EXTRACT:
Binary Search in Go
Binary Search is a fundamental searching algorithm that you can use to find a number in a sorted array. The general idea is, since the array is sorted, you can check the value of the middle element, see if the value you're looking for is less than it or greater than it, and depending on which it is, eliminate the half of the array that you don't need from your search and check the other half where it should exist. You keep doing that, reducing the search area by half each time until you either find the value or come up empty.
This means we can search really large lists (again, they have to be sorted for this to work) and we can feasibly find a value with much less effort than checking every number sequentially, or even worse, randomly guessing. For example, if we started with a list that had 32 values, we'd go from searching:
32 -> 16 -> 8 -> 4 -> 2 -> 1
That's only a maximum of 6 iterations! Not bad compared to a possible 32, but it's even crazier when you think about larger numbers, for example, let's say... 32,768:
32,768 -> 16,384 -> 8,192 -> 4,096 -> 2,048 -> 1,024 -> 512 -> 256 -> 128 -> 64 -> 32 -> 16 -> 8 -> 4 -> 2 -> 1
That's still only a maximum of 16 iterations. MUCH better than potentially checking each number in the list.
So let's look at how to implement this in Go. First, we want to define two "pointers" that will be the endpoints of the section we search in. Of course we start by searching the entire list, so our 'left' boundary will be the first element in the array and the 'right' boundary will be the last one. Then we start our loop. Every time it runs, we first calculate the midpoint index of the list and get that element. Then we check to see if the value at that index is the one we're looking for and return it if it is. If not, we check to see if it's less than the midpoint. If so, we 'slide in' the right boundary to the midpoint so we're only focusing on the side with all the numbers less than it. On the other hand, if it's greater than the midpoint, we 'slide up' the left boundary so we're only looking at the half with values greater than the midpoint. Then we loop again and the same thing continues, cutting the search window in half each time until we either find the target value or exit the loop without finding it. If we don't find it, we just return -1 signifiying that the value is not in the list.
So for example if we had the following list, and were looking for 20, our searching would look like this:
1, 3, 4, 6, 7, 8, 9, 11, 12, 15, 17, 20, 50 ^ ^ 0 12
there are 13 numbers in the list, so 12 / 2 gives us 6. The number at index 6 is 9
1, 3, 4, 6, 7, 8, 9, 11, 12, 15, 17, 20, 50 ^ ^ ^ 0 6 12
9 is not equal to 20, so we ask is 20 greater than 9 or less? since it's greater, we 'slide up' the left boundary to 1 past our midpoint
1, 3, 4, 6, 7, 8, 9, 11, 12, 15, 17, 20, 50
^ ^
7 12
then check the midpoint of this smaller window, (12 - 7) / 2 + 7 = 9
1, 3, 4, 6, 7, 8, 9, 11, 12, 15, 17, 20, 50
^ ^ ^
7 9 12
the value at index 9 is 15. 15 =/= 20, but 20 is greater than 15, so we slide up the left boundary 1 past the new midpoint
1, 3, 4, 6, 7, 8, 9, 11, 12, 15, 17, 20, 50
^ ^
10 12
then check the midpoint, (12 - 10) / 2 + 10 = 11
1, 3, 4, 6, 7, 8, 9, 11, 12, 15, 17, 20, 50
^ ^ ^
10 11 12
the element at index 11 is 20 and since 20 == 20 So we've found our element at index 11
we can exit the loop and return 11
First, let's see how to implement it iteratavely.

DATA SECTION:
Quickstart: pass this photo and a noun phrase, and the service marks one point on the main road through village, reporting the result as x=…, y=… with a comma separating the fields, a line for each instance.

GIVEN PROBLEM 1: According to the binary search explanation, what is the maximum number of iterations needed to search a sorted list of 32,768 values?
GIVEN PROBLEM 2: Write the next part of the binary search explanation, picking up right after its final sentence.
You won't need the material for this.

REPLY 1: 16 iterations.

REPLY 2:
func BinarySearch(sl []int, elem int) int {
var start int = 0
var end int = len(sl) - 1
for start <= end {
midpoint := start + (end-start)/2
if elem == sl[midpoint] {
return midpoint
}
if elem < sl[midpoint] {
end = midpoint - 1
} else {
start = midpoint + 1
}
}
return -1
}
Now let's look at an example of doing the same thing via recursion instead of iteratively. The main difference here is that we have to initially call this function by passing in the left and right boundaries and every time we recursively call it, we do on the half of that we need to search next. We just keep calling it until our window shrinks to nothing or we find the number:
func BinarySearchRecursive(sl []int, elem int, start int, end int) int {
if start > end {
return -1
}
midpoint := start + (end-start)/2
if elem == sl[midpoint] {
return midpoint
}
if elem < sl[midpoint] {
return BinarySearchRecursive(sl, elem, start, midpoint-1)
} else {
return BinarySearchRecursive(sl, elem, midpoint+1, end)
}
}
Since we're halving the time needed to complete this task on every iteration, the time complexity is O(logn). One other point worth mentioning, you might initially try to jump in and write the code for this problem by creating a new sub-array on each iteration. That would technically allow you to find the value if it exists, but you'd be using a bunch of unnecessary memory creating all those extra arrays when you should just leave the one you have in place and shrink the search window on it. That keeps the space complexity O(1). Also, this let's you easily return the index of the element at exactly where it exists in the array.
One last thing to note, is that binary search isn't only for numbers either. The values in the array just need to be monotonic, which means they generally move in one direction. An example of monotonic values aside from numbers are booleans. If you had a list of trues and falses where all the trues were on one side and all the falses were on the other, you could use binary search to find the first occurrence of one or the other. So for example, if we're looking for the first occurrence of false:
// there are 10 values in the list, so 9 / 2 gives us 4 via integer division
// and the value at index 4 is T
|T, T, T, T, T, F, F, F, F, F|
^
4
// T =/= F
// so the F must be on the right half
// we 'slide up' the left boundary to index 4
// then check the midpoint, (9 - 4) / 2 + 4 = 6
T, T, T, T, |T, F, F, F, F, F|
^
6
// the value at index 6 is F. F == F
// since we found an F, we know that either index 6
// or something to the left of it is the first F
// so we slide up the right boundary to index 7 (1 after 7)
T, T, T, T, |T, F, F, |F, F, F
^
6
// then check the midpoint, (7 - 4) / 2 + 4 = 5
// the value at index 5 is F. F == F
T, T, T, T, |T, F, F, |F, F, F
^
5
// since we found another F, we know that either index 5
// or something to the left of it is the first F
T, T, T, T, |T, F,| F, F, F, F
^
5
// then check the midpoint, (5 - 4) / 2 + 4 = 4
T, T, T, T, |T, |F, F, F, F, F
^
4
// since the element at index 4 is a T, and it's the last thing in the list,
// the element to the right of it, index 5 is the first F
And that's pretty much it for Binary Search in Go. It's a simple but powerful search algorithm that you can use whenever you have an array of values that are already sorted and are monotonic.